### Directions for this task
Wherever the word "shelf" appears in a line of the records, copy that line.

Source records

"""

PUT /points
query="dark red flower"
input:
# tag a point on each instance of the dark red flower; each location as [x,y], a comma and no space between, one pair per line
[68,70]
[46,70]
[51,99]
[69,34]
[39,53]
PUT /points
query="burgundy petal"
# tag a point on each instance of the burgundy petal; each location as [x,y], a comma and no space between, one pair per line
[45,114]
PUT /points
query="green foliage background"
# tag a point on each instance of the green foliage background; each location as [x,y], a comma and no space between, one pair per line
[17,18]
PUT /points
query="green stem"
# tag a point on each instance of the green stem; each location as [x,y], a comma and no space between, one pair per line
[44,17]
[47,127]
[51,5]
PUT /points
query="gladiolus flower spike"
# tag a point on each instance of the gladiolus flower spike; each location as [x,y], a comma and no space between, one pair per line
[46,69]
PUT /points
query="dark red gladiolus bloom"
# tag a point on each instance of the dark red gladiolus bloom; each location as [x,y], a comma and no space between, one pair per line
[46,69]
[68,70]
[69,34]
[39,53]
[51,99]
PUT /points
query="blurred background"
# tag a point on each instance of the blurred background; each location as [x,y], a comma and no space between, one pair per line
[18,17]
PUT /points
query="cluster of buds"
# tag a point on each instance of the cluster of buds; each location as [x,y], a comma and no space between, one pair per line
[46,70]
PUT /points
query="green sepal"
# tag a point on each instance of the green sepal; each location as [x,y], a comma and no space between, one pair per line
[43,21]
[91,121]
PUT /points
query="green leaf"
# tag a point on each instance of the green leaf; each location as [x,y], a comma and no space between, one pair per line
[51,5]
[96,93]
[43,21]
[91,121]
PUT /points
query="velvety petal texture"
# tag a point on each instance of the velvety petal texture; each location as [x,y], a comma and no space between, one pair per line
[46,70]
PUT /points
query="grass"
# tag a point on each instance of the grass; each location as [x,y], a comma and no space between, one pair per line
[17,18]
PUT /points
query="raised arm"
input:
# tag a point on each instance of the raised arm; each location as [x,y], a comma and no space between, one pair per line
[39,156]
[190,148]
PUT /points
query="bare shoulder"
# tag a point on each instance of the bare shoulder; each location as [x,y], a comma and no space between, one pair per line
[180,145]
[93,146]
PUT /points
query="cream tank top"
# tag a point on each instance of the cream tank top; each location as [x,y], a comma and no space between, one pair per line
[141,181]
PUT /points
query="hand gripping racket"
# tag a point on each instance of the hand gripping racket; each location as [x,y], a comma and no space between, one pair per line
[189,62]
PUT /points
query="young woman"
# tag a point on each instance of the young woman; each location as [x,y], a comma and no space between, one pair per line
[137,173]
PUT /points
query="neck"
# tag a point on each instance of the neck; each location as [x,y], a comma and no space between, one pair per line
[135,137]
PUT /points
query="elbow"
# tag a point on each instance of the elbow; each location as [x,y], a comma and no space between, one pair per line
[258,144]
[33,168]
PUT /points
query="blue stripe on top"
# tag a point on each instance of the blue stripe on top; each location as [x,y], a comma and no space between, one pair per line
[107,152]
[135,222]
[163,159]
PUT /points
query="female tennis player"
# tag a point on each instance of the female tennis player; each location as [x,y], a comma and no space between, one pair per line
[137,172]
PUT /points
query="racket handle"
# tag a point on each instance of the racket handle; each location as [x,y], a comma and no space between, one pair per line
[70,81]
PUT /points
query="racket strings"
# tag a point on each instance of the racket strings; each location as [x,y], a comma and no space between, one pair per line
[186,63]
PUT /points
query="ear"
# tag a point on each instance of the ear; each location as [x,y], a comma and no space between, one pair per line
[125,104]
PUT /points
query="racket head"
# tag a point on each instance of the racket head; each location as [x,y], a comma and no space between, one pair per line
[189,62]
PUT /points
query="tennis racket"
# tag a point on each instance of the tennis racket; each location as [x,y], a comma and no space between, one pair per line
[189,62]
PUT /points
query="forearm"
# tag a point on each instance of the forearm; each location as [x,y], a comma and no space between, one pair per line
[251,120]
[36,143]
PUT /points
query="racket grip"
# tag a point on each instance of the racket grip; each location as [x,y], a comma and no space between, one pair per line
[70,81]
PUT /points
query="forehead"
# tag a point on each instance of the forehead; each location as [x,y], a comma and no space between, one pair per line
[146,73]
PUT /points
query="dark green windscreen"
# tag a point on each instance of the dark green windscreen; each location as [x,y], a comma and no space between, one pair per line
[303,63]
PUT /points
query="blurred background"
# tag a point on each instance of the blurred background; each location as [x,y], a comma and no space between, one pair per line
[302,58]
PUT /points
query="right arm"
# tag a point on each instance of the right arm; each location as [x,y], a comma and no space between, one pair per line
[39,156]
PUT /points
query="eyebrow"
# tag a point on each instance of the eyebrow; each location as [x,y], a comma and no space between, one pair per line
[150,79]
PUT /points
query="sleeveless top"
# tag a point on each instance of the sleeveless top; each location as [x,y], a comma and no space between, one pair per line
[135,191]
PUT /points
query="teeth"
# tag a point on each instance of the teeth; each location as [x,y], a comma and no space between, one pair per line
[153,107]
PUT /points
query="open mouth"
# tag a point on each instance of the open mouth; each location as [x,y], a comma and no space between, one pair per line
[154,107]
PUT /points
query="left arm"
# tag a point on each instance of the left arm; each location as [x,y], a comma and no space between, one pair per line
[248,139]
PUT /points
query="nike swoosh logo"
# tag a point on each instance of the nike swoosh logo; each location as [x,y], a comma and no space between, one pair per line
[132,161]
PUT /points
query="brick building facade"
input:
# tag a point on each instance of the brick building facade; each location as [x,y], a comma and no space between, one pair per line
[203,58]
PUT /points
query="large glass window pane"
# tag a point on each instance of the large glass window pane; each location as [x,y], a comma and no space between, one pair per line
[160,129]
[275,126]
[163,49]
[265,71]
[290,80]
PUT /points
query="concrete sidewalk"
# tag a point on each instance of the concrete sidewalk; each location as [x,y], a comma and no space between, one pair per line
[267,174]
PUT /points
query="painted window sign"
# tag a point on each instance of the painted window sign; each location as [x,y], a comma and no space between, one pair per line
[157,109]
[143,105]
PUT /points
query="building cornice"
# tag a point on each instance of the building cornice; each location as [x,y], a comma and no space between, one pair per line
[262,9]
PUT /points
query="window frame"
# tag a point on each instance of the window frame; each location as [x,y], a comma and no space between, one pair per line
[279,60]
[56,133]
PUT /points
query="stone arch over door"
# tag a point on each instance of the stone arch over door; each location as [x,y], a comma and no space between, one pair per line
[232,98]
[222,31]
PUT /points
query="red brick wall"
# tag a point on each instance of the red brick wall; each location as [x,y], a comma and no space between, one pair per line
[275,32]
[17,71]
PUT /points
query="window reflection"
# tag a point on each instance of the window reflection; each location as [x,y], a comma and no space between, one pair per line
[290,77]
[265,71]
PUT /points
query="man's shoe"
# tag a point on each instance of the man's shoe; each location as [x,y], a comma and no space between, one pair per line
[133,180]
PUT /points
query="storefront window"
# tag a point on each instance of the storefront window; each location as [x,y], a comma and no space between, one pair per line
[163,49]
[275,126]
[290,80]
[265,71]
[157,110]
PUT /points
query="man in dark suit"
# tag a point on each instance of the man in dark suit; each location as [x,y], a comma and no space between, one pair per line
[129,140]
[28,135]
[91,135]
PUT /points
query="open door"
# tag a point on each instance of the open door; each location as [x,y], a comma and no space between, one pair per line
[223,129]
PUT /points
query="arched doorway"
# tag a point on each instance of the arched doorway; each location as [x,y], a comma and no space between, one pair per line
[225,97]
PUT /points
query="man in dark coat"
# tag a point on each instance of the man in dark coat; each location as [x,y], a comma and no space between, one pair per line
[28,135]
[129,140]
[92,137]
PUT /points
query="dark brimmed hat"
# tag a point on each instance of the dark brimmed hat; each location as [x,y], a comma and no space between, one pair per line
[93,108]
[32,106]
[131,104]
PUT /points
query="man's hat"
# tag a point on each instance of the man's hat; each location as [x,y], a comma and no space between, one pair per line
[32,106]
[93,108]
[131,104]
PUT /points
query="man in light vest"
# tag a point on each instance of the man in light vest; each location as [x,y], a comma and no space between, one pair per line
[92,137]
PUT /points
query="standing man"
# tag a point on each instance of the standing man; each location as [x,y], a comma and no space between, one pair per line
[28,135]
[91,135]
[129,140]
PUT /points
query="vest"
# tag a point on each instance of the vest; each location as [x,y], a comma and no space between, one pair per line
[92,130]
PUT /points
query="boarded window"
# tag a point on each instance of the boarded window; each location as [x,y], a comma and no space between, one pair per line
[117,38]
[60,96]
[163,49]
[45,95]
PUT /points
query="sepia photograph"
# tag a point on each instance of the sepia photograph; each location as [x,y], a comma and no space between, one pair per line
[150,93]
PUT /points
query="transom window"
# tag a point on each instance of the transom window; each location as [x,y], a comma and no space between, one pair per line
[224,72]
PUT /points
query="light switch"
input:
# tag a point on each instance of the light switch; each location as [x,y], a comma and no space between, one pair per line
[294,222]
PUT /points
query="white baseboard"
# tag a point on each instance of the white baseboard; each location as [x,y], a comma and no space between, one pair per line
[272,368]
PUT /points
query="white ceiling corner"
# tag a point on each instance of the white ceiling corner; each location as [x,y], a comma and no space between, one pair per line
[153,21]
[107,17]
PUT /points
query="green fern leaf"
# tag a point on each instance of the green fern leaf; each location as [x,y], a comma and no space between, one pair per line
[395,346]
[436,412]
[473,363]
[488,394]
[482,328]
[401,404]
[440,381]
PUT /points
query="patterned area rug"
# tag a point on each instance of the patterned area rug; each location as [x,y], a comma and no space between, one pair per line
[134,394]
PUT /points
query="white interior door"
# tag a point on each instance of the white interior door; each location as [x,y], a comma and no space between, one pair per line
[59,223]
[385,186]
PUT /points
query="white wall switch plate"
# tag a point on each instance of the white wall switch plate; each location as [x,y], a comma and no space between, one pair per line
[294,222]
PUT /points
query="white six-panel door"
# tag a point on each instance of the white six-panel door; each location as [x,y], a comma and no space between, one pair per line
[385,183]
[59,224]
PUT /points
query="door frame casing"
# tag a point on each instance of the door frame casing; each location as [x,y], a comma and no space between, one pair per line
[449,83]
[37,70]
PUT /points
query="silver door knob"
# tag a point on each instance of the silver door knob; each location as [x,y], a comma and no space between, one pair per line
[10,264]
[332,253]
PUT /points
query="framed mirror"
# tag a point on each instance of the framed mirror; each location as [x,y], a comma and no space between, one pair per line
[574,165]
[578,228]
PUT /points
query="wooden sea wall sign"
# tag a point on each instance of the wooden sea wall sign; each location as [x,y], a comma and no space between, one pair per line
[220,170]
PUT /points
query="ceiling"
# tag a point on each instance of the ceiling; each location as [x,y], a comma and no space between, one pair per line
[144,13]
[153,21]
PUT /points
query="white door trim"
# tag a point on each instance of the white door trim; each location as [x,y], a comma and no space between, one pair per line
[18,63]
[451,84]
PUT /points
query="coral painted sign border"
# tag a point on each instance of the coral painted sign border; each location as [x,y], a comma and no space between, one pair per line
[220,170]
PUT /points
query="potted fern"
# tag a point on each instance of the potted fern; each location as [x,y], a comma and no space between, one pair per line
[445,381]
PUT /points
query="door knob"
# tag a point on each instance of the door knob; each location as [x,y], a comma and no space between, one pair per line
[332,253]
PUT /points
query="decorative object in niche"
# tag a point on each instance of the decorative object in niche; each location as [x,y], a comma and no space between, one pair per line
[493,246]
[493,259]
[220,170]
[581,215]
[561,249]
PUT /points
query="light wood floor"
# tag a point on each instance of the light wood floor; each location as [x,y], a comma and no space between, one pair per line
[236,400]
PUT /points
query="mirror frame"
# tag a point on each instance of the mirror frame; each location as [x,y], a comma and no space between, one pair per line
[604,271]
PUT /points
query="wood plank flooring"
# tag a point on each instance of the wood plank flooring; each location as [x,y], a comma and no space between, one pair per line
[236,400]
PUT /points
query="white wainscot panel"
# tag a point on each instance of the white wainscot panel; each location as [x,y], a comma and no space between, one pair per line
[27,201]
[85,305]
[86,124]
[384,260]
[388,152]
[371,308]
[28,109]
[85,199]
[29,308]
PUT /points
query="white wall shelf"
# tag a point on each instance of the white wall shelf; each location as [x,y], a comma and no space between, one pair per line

"""

### Finished exercise
query="white wall shelf"
# tag a point on each instance of the white wall shelf; each location as [x,y], a comma and no space between, one pair per line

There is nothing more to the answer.